To do »
Output all the data exactly.

Extracted data »
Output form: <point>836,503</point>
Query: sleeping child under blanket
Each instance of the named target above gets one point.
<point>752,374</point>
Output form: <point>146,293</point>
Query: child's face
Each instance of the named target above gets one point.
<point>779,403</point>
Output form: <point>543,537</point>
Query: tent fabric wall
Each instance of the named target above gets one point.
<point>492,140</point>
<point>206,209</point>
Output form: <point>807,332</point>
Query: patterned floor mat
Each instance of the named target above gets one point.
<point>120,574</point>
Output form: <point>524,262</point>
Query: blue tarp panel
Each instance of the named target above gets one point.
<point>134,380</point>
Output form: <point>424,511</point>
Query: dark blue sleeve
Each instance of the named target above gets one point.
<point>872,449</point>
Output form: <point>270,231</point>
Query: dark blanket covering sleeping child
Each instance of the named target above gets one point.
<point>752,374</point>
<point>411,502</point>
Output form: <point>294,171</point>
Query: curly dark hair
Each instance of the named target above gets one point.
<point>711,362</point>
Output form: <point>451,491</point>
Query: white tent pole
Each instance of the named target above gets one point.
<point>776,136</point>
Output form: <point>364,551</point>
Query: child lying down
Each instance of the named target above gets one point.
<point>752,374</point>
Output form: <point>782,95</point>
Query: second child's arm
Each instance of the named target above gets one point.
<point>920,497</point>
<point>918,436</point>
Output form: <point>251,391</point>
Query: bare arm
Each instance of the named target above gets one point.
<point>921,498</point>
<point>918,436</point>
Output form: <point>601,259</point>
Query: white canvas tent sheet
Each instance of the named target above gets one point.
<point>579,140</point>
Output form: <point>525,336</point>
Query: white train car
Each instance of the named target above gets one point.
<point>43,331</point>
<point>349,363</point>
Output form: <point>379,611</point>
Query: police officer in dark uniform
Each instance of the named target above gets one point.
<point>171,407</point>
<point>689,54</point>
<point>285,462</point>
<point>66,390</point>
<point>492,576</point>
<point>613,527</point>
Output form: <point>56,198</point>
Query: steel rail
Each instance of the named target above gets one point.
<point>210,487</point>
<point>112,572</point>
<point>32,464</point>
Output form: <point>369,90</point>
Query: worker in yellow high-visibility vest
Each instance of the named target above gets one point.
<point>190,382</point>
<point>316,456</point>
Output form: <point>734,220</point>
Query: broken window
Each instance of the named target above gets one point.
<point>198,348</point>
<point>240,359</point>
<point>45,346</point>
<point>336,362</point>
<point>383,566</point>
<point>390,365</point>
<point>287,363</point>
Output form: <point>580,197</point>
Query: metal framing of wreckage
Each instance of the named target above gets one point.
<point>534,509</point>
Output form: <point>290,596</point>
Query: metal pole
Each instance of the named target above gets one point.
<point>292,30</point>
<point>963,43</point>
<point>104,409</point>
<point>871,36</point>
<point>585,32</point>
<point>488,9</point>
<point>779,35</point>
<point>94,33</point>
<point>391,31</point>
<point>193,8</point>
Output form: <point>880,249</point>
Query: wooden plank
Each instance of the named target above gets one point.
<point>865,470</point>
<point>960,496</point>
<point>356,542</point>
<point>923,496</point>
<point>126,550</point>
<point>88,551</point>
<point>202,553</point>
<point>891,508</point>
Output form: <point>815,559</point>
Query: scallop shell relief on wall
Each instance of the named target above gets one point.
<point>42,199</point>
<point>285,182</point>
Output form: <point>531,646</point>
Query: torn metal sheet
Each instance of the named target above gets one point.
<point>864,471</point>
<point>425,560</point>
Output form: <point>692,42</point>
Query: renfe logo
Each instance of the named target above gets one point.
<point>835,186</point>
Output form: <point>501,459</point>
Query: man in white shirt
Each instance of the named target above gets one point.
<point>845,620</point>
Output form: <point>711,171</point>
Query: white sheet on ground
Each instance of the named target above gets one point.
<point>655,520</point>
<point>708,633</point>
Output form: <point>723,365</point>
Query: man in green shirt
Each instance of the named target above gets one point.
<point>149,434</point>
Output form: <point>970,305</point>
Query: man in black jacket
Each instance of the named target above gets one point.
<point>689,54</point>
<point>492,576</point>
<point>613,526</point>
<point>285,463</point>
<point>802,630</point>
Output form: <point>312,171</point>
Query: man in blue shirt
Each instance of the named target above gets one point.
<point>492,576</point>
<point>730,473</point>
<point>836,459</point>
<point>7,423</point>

Exercise response »
Output form: <point>836,503</point>
Query: sleeping child under blanket
Each instance of the named target above gets one point.
<point>752,374</point>
Output form: <point>146,293</point>
Query: child's face
Each instance of the named target above gets one point.
<point>779,403</point>
Output form: <point>543,537</point>
Query: tent fabric wall
Each instance of the named target above gets one point.
<point>492,140</point>
<point>206,209</point>
Output form: <point>807,332</point>
Query: patterned floor mat
Each instance of the named target above gets one point.
<point>120,574</point>
Output form: <point>524,262</point>
Query: blue tarp panel
Each instance of the named target above gets one point.
<point>134,380</point>
Output form: <point>424,511</point>
Query: dark blue sleeve
Each instance of the named target above gets one point.
<point>872,449</point>
Output form: <point>270,231</point>
Query: dark blanket covering sleeping child
Each instance of the named target above gets one point.
<point>752,374</point>
<point>411,502</point>
Output form: <point>294,171</point>
Query: curly dark hair
Each instance of the named target above gets one point.
<point>711,362</point>
Output form: <point>451,491</point>
Query: white tent pole
Each instance of the named target above gets one point.
<point>776,136</point>
Output form: <point>364,551</point>
Query: child lying down
Each instance of the named target above gets one point.
<point>752,374</point>
Output form: <point>782,95</point>
Query: second child's arm
Each instance of the named target above gets one point.
<point>920,497</point>
<point>918,436</point>
Output form: <point>251,391</point>
Query: bare arm
Each instance of the named target above gets one point.
<point>921,498</point>
<point>918,436</point>
Output form: <point>601,259</point>
Query: white canvas tent sheet
Each instance of the named target above gets one point.
<point>579,140</point>
Output form: <point>525,336</point>
Query: white train car
Each instance of the named target above gets one point.
<point>43,331</point>
<point>349,363</point>
Output form: <point>379,611</point>
Query: police officer in dark uniform
Each instance of the named target above gets one point.
<point>171,407</point>
<point>689,54</point>
<point>285,462</point>
<point>66,390</point>
<point>492,576</point>
<point>613,527</point>
Output form: <point>56,198</point>
Query: steel rail
Each instance of the named target above gets one point.
<point>210,487</point>
<point>112,572</point>
<point>32,464</point>
Output form: <point>369,90</point>
Query: worker in yellow high-visibility vest
Each instance of the named target above gets one point.
<point>190,382</point>
<point>316,456</point>
Output form: <point>734,220</point>
Query: broken window
Each instance of the named target above gets one point.
<point>198,348</point>
<point>240,359</point>
<point>45,346</point>
<point>336,362</point>
<point>383,566</point>
<point>390,365</point>
<point>287,363</point>
Output form: <point>580,197</point>
Query: metal framing of wreckage
Each instance of the named target above gets one point.
<point>534,509</point>
Output form: <point>290,596</point>
Query: metal pole
Each instance of the named target above gets one point.
<point>292,30</point>
<point>963,43</point>
<point>104,409</point>
<point>871,36</point>
<point>585,32</point>
<point>488,9</point>
<point>779,35</point>
<point>94,33</point>
<point>391,31</point>
<point>193,8</point>
Output form: <point>880,249</point>
Query: wooden plank
Each instance of the named target above gets one point.
<point>865,470</point>
<point>960,496</point>
<point>356,542</point>
<point>923,496</point>
<point>126,550</point>
<point>88,551</point>
<point>202,553</point>
<point>891,508</point>
Output form: <point>815,559</point>
Query: scallop shell relief on wall
Each instance of the named target above gets one point.
<point>42,199</point>
<point>285,182</point>
Output form: <point>531,646</point>
Query: torn metal sheet
Each instance of the named target above gets one point.
<point>864,471</point>
<point>425,560</point>
Output form: <point>692,42</point>
Query: renfe logo
Each instance of the named target above gets one point.
<point>835,186</point>
Output form: <point>501,459</point>
Query: man in white shirt
Each instance of the named target above gets one point.
<point>845,620</point>
Output form: <point>711,171</point>
Query: white sheet on ground
Each instance of the named target above gets one point.
<point>655,520</point>
<point>708,633</point>
Output form: <point>723,365</point>
Query: man in green shirt
Each instance of the named target above gets one point.
<point>149,434</point>
Output form: <point>970,305</point>
Query: man in black jacket
Each instance of the named target above gets one point.
<point>689,54</point>
<point>492,576</point>
<point>613,526</point>
<point>285,463</point>
<point>802,630</point>
Output form: <point>312,171</point>
Query: man in blue shirt
Each instance of the named target above gets one point.
<point>492,576</point>
<point>730,473</point>
<point>836,459</point>
<point>7,423</point>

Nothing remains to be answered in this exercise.